── DATASET RECORDS ──
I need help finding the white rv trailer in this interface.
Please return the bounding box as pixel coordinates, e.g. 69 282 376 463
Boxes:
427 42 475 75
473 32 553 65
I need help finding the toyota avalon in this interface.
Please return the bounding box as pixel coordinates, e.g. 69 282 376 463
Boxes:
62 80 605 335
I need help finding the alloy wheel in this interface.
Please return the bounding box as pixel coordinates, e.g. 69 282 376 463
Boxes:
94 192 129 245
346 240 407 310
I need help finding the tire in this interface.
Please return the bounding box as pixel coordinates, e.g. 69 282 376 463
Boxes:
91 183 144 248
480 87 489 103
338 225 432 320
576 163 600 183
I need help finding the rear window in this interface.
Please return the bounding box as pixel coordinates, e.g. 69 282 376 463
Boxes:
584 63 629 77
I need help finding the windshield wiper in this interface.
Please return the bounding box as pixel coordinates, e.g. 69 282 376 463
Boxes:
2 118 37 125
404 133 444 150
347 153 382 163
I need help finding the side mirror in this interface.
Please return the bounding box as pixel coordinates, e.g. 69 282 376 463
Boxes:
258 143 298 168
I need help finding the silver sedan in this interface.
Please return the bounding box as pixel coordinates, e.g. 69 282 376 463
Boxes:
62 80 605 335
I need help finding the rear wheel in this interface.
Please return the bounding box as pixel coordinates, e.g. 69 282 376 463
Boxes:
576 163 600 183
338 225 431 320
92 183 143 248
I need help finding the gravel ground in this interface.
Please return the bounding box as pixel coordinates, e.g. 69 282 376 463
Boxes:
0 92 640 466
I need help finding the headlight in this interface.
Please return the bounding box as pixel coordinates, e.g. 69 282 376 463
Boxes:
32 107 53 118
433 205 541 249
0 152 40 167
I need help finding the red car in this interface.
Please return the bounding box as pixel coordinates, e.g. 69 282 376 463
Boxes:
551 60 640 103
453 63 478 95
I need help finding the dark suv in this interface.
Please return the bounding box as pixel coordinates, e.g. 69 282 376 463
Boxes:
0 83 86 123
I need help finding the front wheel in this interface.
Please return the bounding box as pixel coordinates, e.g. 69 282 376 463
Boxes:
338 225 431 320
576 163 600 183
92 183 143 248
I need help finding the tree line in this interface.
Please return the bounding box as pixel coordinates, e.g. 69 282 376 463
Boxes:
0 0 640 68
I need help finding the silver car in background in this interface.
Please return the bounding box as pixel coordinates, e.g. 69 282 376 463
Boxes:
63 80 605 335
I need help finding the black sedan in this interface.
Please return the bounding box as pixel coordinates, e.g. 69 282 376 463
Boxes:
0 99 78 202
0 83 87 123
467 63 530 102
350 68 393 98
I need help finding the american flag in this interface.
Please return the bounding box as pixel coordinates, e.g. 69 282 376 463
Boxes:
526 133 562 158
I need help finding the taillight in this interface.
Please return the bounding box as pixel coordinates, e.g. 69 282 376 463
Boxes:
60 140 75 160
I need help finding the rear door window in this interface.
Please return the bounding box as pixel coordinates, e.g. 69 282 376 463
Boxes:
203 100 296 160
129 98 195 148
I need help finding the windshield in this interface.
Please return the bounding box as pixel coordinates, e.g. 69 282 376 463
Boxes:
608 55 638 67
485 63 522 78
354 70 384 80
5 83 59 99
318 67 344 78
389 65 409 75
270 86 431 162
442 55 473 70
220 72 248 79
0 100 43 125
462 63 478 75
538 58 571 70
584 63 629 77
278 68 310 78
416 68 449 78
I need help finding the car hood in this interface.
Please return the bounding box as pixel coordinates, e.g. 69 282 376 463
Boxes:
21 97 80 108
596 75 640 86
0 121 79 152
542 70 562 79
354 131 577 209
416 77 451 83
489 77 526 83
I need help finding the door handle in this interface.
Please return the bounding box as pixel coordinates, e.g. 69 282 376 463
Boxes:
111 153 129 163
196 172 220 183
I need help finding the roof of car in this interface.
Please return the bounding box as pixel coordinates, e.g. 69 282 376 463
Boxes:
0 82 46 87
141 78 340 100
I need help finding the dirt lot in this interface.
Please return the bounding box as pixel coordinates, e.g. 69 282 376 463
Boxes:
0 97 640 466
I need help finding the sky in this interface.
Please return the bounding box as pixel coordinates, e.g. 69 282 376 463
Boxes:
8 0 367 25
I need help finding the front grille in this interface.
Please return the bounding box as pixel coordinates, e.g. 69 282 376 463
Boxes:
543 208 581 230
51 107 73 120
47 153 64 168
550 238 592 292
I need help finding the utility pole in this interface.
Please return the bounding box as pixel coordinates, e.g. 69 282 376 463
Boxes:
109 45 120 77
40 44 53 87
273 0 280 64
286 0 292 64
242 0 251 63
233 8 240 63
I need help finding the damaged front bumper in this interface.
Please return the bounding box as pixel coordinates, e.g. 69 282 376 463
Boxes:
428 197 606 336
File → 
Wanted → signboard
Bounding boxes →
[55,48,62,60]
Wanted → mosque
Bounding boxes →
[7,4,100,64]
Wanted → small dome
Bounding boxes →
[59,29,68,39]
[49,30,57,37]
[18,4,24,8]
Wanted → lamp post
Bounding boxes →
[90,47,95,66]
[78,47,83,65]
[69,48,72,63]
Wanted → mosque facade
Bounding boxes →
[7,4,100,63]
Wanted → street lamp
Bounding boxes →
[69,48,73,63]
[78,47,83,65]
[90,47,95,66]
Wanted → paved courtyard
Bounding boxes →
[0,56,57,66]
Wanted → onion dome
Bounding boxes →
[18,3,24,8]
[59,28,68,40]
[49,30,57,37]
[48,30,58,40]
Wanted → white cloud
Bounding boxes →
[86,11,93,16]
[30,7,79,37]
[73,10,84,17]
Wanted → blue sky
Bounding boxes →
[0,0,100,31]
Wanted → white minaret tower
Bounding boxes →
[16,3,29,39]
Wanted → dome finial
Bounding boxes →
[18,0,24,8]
───
── DATASET RECORDS ──
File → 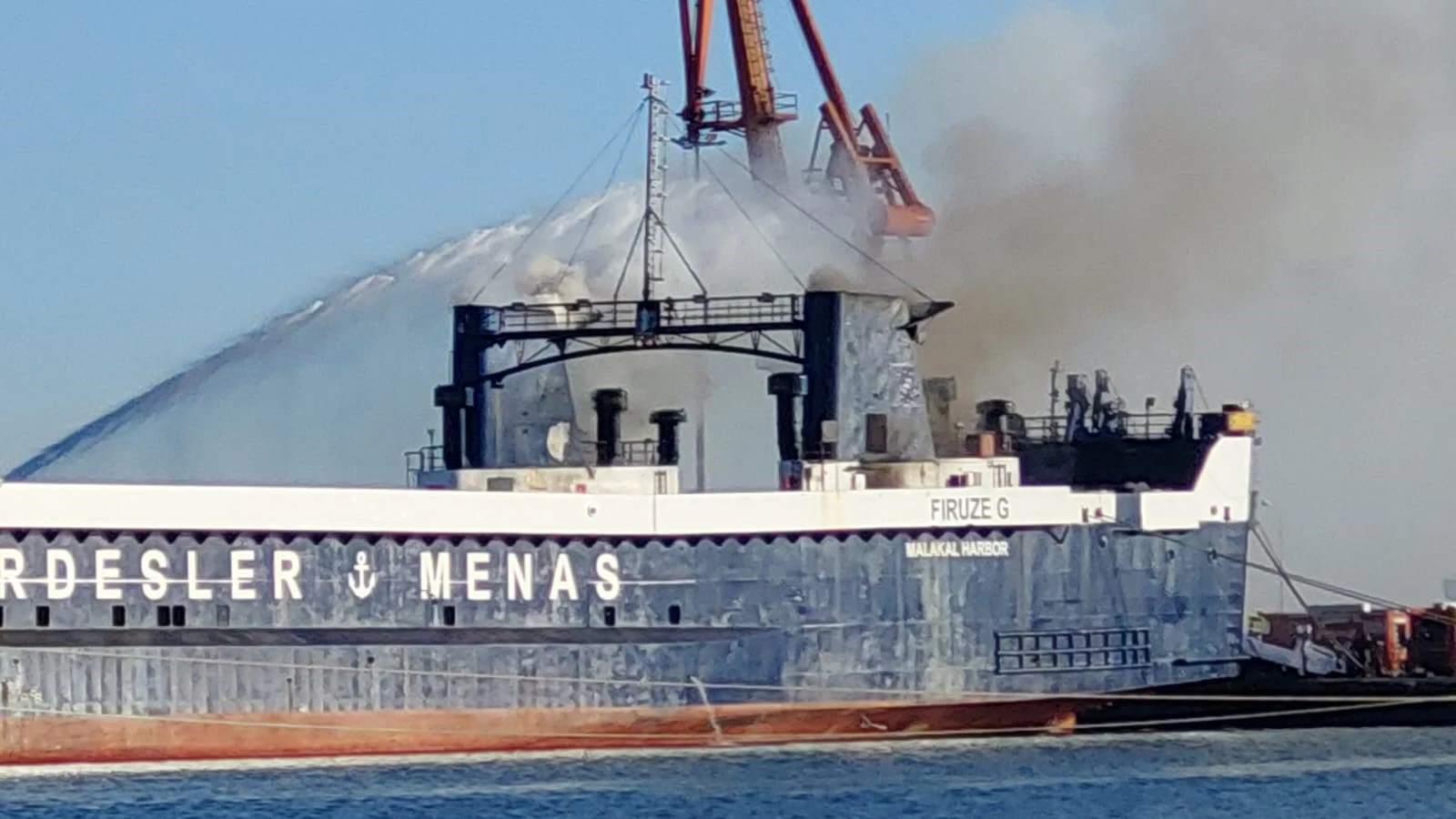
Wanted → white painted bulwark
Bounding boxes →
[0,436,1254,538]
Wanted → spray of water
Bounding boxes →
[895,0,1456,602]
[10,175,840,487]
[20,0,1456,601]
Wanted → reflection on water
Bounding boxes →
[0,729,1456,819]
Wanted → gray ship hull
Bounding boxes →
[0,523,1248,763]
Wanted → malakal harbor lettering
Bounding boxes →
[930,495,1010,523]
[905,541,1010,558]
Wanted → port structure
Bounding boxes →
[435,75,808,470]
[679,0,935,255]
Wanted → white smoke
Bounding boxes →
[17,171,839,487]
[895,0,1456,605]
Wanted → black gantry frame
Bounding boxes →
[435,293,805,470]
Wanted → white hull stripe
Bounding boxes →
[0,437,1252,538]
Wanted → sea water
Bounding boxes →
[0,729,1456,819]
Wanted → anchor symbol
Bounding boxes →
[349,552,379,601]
───
* THE REQUEST:
Scale the records starting at the line that has "I need help finding the sky" and ending after the line that has "[0,56,57,66]", and give back only those lines, requests included. Multiply every bounding-box coordinate in the answers by 2.2 and round it to a whole number, with halves rounding up, while the sample coordinates in the requests stay unchanged.

* SOLUTION:
I need help finding the sky in this interface.
Please return the bounding box as pixel coordinates, e.g. 69 282 376 463
Boxes:
18 0 807 55
I need help finding the front grille in this interface.
Please return the bounding box as pixel coordinates, e.g. 69 282 376 463
Boxes:
1195 458 1278 506
112 235 161 264
103 337 141 370
1210 524 1302 642
I need help finding the utility pole in this interface.
Please return the bounding box as pixel coordinates, e.g. 69 282 376 463
Boxes:
240 99 264 169
88 97 117 191
601 0 616 141
629 0 642 141
532 0 552 139
513 18 528 139
I need help finding the damaged front bumper in this interface.
Please return the bounding box as pixel coordinates, e.g. 69 282 376 463
Boxes:
942 433 1333 739
File → 
Wanted → signboard
Bounding boxes →
[121,106,136,132]
Wanted → mosque
Bounding boxes →
[15,9,220,141]
Wanted → small dome
Bounding boxes →
[130,64,150,86]
[108,66,125,81]
[40,9,53,18]
Wanted → lamp post
Bounding boxes →
[198,103,209,145]
[172,103,183,143]
[152,106,158,139]
Wanted → mosque facade
Bounding boxes →
[15,9,220,139]
Wanted → street lamp
Bounding boxes →
[152,106,161,139]
[172,103,183,143]
[198,103,209,145]
Wanted → paved courtyard
Bounding boxes →
[0,123,125,145]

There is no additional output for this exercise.